About this exercise
Every record below is to be reproduced exactly.
---------- Material to process ----------
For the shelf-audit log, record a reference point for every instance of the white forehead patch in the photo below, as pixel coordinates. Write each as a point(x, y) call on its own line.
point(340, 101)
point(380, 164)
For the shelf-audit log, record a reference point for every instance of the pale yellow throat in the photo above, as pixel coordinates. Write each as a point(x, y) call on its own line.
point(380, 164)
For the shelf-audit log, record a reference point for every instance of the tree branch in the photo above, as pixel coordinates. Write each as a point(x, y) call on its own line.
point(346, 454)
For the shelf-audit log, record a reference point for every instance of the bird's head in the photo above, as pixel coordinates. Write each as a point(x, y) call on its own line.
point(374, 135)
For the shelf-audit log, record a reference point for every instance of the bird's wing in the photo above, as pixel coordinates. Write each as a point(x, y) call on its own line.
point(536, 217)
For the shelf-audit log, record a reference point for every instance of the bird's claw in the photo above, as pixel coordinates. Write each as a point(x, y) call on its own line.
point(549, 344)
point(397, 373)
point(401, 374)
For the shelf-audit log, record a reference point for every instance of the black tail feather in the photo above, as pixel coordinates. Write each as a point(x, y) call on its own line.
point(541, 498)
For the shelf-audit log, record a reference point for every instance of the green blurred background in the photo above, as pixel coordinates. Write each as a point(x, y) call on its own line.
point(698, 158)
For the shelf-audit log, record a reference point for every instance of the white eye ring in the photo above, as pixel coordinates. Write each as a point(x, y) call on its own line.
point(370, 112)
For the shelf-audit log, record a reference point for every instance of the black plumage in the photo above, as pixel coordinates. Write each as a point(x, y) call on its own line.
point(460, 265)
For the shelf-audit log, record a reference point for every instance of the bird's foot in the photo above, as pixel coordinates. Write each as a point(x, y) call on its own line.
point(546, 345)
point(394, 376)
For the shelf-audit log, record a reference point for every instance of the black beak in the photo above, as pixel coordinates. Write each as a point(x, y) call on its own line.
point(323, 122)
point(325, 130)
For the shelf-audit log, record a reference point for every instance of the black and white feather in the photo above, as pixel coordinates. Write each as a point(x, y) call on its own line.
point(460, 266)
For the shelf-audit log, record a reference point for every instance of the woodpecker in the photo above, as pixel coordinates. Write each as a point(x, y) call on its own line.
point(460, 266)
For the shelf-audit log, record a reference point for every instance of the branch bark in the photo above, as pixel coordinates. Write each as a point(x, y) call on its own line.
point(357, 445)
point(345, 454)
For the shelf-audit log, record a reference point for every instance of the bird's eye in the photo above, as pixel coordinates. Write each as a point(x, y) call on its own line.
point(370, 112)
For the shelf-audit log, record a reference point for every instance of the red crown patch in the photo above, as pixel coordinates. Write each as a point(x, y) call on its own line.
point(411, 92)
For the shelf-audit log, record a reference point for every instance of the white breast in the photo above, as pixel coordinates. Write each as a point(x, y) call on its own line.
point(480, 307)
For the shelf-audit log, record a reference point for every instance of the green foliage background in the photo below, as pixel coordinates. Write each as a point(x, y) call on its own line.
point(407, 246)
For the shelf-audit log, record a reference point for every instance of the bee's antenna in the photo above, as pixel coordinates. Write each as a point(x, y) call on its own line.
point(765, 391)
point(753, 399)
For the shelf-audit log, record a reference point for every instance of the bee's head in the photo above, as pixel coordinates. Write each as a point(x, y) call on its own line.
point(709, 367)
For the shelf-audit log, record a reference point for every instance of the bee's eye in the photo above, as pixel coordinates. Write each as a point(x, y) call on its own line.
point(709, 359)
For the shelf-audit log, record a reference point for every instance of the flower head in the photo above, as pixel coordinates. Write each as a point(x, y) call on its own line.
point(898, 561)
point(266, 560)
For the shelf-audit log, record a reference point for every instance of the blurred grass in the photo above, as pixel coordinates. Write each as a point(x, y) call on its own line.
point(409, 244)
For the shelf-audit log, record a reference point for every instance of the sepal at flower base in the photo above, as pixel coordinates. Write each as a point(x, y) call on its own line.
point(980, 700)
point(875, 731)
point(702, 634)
----------
Response area
For the shelf-audit log, record a reference point for every instance of the white forehead patch in the photo below, as pixel coordinates. Write each as a point(x, y) call on its own line.
point(340, 101)
point(380, 164)
For the shelf-audit log, record a reference point for every instance of the pale yellow throat in the photo above, as pixel coordinates. Write each as a point(x, y) call on its own line.
point(380, 164)
For the shelf-audit log, record a reference point for every instance of the tree branch in the photo above, as pixel coordinates. Write each as a point(x, y) call on its own line.
point(346, 454)
For the shelf-audit log, record a reference point for every instance of the bird's head in the photo above, as pixel coordinates. Write each as a point(x, y) call on its own line.
point(374, 135)
For the shelf-audit log, record a reference point for every instance of the bird's wing in the photo above, as pixel coordinates. Write each as a point(x, y) call on its own line.
point(536, 217)
For the shelf-audit log, record a reference point for every instance of the bird's claw in the photo above, as pixel coordinates. Write each as a point(x, y) call on its own line.
point(549, 344)
point(397, 373)
point(401, 374)
For the shelf-audit log, record a reference point for every instance of the black tail feather in the photo above, as pixel coordinates. Write each as a point(x, y) call on its own line.
point(541, 498)
For the shelf-audit log, record a reference point for every instance of the green blurred background in the photo above, as pixel coordinates. Write each as a point(x, y) call on its own line.
point(698, 158)
For the shelf-audit log, record a reference point for every instance of the white eye ring in the photo above, as pixel coordinates. Write each as a point(x, y) call on its own line.
point(370, 112)
For the shelf-audit log, record a reference point for every instance of the black plumage in the photo above, as pixel coordinates. Write each as a point(x, y) call on its own line.
point(460, 265)
For the shelf-audit log, record a reference point for every instance of the bird's foot in the photo above, as pixel coordinates. Write each as a point(x, y) call on its own line.
point(546, 345)
point(394, 376)
For the shelf-audit log, record a reference point for every instance of the black beak in the photo above, as pixel coordinates. Write each as a point(x, y) call on its own line.
point(323, 122)
point(325, 130)
For the shelf-audit log, record a reference point for every instance of the black and white feather in the photo above, as pixel coordinates. Write each as a point(x, y) call on its own line.
point(460, 266)
For the shelf-audit log, record a reference point for every instance of the woodpecker in the photo above, as pixel coordinates. Write each as a point(x, y) call on its own line.
point(460, 266)
For the shelf-audit log, record a reference point for every instance of the branch bark in the photo above, as pixel coordinates. Write each as a point(x, y) call on its own line.
point(357, 445)
point(345, 454)
For the shelf-audit log, record a reference point for every instance of the bird's eye in the photo above, as pixel coordinates. Write each as a point(x, y) call on its own line.
point(370, 112)
For the shelf-audit log, record a reference point for every instance of the red crown patch in the photo above, as pixel coordinates. Write each as a point(x, y) call on its own line.
point(411, 92)
For the shelf-audit log, record a reference point for every instance of the white breast in the photo above, as pixel coordinates. Write each as a point(x, y) call on its own line.
point(480, 307)
For the shelf-audit log, record a reference point for every instance of the green foliage background in the photo below, as pixel coordinates. Write each as a point(x, y) call on its own line.
point(407, 246)
For the shelf-audit log, record a reference point for every instance of the bee's antenna in the photo above, as pixel coordinates. Write each as a point(x, y) call on its own line.
point(765, 391)
point(753, 399)
For the shelf-audit log, record a reference point for every instance of the bee's head in the photo above, as pixel coordinates. Write each as a point(x, y) call on its own line.
point(709, 367)
For the shelf-audit log, record a reference point for every instance of the bee's eye in the photo above, as pixel coordinates. Write each as a point(x, y) call on its own line.
point(709, 359)
For the shelf-audit log, record a reference point for every instance of the flower head in the photo above, as pixel coordinates. Write each as a point(x, y) call on its own line.
point(898, 561)
point(266, 560)
For the shelf-audit log, record a reference point for every instance of the blurred grass in the photo above, as pixel coordinates. Write each as a point(x, y) call on its own line.
point(409, 244)
For the shelf-audit log, record a reference point for every instance of the sepal at flower base in the photo above, as pixel coordinates. Write each as a point(x, y) call on its own line.
point(980, 700)
point(875, 731)
point(702, 634)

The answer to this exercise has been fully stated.